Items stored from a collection
+--
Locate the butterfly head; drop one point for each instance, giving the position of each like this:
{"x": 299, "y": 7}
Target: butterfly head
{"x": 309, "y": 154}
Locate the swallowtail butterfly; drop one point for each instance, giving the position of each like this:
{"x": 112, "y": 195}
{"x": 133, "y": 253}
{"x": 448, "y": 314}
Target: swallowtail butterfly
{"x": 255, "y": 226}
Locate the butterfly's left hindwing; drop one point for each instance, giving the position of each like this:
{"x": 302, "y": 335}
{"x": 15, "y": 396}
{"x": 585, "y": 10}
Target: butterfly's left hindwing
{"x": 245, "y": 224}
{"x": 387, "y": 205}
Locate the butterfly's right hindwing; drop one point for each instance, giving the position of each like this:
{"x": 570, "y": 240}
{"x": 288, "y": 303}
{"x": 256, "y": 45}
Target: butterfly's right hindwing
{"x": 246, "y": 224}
+--
▶ Exercise
Copy every one of the records above word for word, keeping each line as it appears.

▶ Written solution
Locate the butterfly head; drop one point for each instance, giving the position of each like this:
{"x": 299, "y": 7}
Target: butterfly head
{"x": 309, "y": 154}
Locate the swallowtail butterfly; drop one point for each instance, giving the position of each like this:
{"x": 112, "y": 195}
{"x": 133, "y": 253}
{"x": 448, "y": 314}
Target: swallowtail butterfly
{"x": 255, "y": 226}
Locate the butterfly's left hindwing; drop one point for each instance, giving the position of each like this:
{"x": 302, "y": 335}
{"x": 15, "y": 396}
{"x": 585, "y": 10}
Target: butterfly's left hindwing
{"x": 245, "y": 224}
{"x": 387, "y": 205}
Locate the butterfly's right hindwing; drop one point for each instance, giving the position of each like this:
{"x": 570, "y": 240}
{"x": 288, "y": 303}
{"x": 256, "y": 45}
Target: butterfly's right hindwing
{"x": 246, "y": 224}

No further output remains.